■ DATA EXCERPTS
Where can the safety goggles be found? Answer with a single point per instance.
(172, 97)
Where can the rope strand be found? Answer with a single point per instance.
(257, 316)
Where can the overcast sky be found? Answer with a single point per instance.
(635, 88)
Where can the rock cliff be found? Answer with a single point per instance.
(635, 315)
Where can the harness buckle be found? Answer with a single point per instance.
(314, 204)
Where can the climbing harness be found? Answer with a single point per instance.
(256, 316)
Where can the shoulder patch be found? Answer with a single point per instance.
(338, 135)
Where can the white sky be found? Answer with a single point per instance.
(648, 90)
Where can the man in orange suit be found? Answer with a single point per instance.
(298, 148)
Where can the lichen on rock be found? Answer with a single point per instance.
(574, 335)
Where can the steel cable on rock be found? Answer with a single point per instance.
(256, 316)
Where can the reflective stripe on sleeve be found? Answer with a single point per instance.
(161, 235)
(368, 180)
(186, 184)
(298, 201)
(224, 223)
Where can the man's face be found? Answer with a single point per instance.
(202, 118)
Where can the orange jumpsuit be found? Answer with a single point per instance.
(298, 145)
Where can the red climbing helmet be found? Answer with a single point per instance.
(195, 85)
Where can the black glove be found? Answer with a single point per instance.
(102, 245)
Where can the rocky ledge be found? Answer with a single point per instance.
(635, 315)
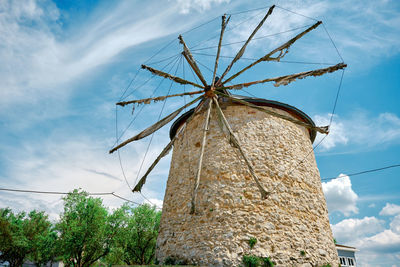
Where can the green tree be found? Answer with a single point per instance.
(86, 230)
(136, 240)
(23, 236)
(14, 245)
(42, 238)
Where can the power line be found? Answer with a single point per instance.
(50, 192)
(361, 172)
(66, 193)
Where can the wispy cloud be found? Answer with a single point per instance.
(377, 245)
(356, 130)
(340, 195)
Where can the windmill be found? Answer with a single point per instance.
(210, 96)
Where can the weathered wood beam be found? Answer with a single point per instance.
(165, 151)
(200, 164)
(280, 49)
(155, 126)
(223, 26)
(189, 57)
(323, 129)
(155, 99)
(235, 142)
(243, 48)
(285, 80)
(171, 77)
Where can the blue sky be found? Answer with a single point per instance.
(66, 63)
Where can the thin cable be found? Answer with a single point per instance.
(333, 43)
(143, 84)
(322, 139)
(129, 85)
(336, 99)
(152, 135)
(127, 200)
(116, 128)
(66, 193)
(362, 172)
(230, 29)
(162, 60)
(141, 109)
(49, 192)
(147, 199)
(257, 38)
(247, 11)
(280, 61)
(295, 13)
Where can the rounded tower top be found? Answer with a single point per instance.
(297, 113)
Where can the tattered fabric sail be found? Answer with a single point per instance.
(217, 88)
(155, 126)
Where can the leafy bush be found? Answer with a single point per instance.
(255, 261)
(252, 242)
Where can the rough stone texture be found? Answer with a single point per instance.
(229, 208)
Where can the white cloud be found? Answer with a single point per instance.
(153, 201)
(187, 6)
(340, 196)
(377, 246)
(395, 225)
(40, 61)
(63, 163)
(390, 209)
(352, 229)
(337, 132)
(356, 130)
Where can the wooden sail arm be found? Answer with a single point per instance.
(155, 126)
(235, 142)
(323, 129)
(165, 151)
(189, 57)
(155, 99)
(171, 77)
(223, 26)
(243, 48)
(285, 80)
(283, 50)
(200, 163)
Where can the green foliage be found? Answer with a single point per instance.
(252, 242)
(86, 230)
(26, 236)
(255, 261)
(42, 237)
(251, 261)
(267, 262)
(14, 245)
(136, 237)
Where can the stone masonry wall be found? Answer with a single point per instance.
(292, 220)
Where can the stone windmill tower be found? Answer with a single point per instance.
(232, 177)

■ EXERCISE AIM
The records above must be repeated exactly, minus their pictures.

■ RESULT OF THIS TASK
Where can the safety goggles be found? Answer with a single point per instance.
(172, 97)
Where can the rope strand be found? Answer with a single point per instance.
(257, 316)
Where can the overcast sky be found? Answer with a single point per instance.
(635, 88)
Where can the rock cliff be found? Answer with a single point per instance.
(635, 315)
Where can the harness buckle be found? Answer with a single point per instance.
(314, 204)
Where can the climbing harness be found? Answer with a single point per instance.
(256, 316)
Where can the shoulder patch be found? Answer with a single point per instance.
(338, 135)
Where can the white sky be found? Answer with a single point per instance.
(648, 90)
Where can the man in orange suit be found? Answer with a single point per instance.
(298, 148)
Where can the lichen on rock be found? Answer with a single point per instance.
(574, 335)
Where can the steel cable on rock be found? Answer with a single point per instance.
(256, 316)
Where can the reflective stripe on sleeve be found? Answer with a single point per instance.
(161, 235)
(368, 180)
(186, 184)
(298, 201)
(224, 223)
Where can the man's face be found? Answer with a single point per instance.
(202, 118)
Where can the orange jumpsuit be found? Answer with a single point per instance.
(298, 145)
Where can the red climbing helmet be found? Answer with a single point per instance.
(195, 85)
Where can the black glove be found? Answer with a single point per instance.
(102, 245)
Where can the rocky ledge be found? Answer with a single point per instance.
(635, 315)
Where can the green tree be found? Answer with a single point per instance.
(86, 230)
(136, 240)
(23, 236)
(14, 245)
(42, 238)
Where can the power line be found? Answer with a single point per instance.
(50, 192)
(361, 172)
(66, 193)
Where can the wispy cloud be found? Answer with a single point per instance.
(377, 245)
(356, 130)
(340, 195)
Where can the windmill be found? Answer with a single point per instance.
(210, 96)
Where can the weathered wood beam be found? Answer with a single point per instance.
(165, 151)
(200, 164)
(280, 49)
(155, 126)
(223, 26)
(189, 57)
(323, 129)
(155, 99)
(235, 142)
(243, 48)
(285, 80)
(171, 77)
Where can the blue sky be found? Answer with a single point per instance.
(66, 63)
Where can the thin cable be found? Answer with a single point per instance.
(333, 43)
(143, 84)
(322, 139)
(129, 85)
(336, 99)
(152, 135)
(127, 200)
(116, 128)
(66, 193)
(362, 172)
(230, 29)
(162, 60)
(141, 109)
(49, 192)
(147, 199)
(257, 38)
(247, 11)
(280, 61)
(295, 13)
Where can the rounded tower top be found? Answer with a single point per instance.
(297, 113)
Where can the tattered fabric sail be found? Answer with a single point per instance.
(217, 88)
(155, 126)
Where can the leafy bush be found? Answer with a single point per instance.
(255, 261)
(252, 242)
Where can the rough stone texture be found? Answer with a single point per instance.
(229, 208)
Where can the white cloud be found? Answer with a single point per instance.
(153, 201)
(187, 6)
(340, 196)
(377, 246)
(395, 225)
(40, 61)
(63, 163)
(390, 209)
(352, 229)
(337, 132)
(356, 130)
Where can the wooden sail arm be found? Answer with a single point per instance.
(155, 126)
(235, 142)
(323, 129)
(165, 151)
(189, 57)
(155, 99)
(171, 77)
(223, 26)
(243, 48)
(285, 80)
(283, 50)
(200, 163)
Where can the green foliage be found? Answer with a single point per instance.
(252, 242)
(86, 230)
(26, 236)
(255, 261)
(42, 237)
(251, 261)
(267, 262)
(14, 245)
(136, 237)
Where can the stone masonry wall be found? Answer with a single point per instance.
(292, 220)
Where can the stone windmill tower be found? Answer with a single point per instance.
(232, 177)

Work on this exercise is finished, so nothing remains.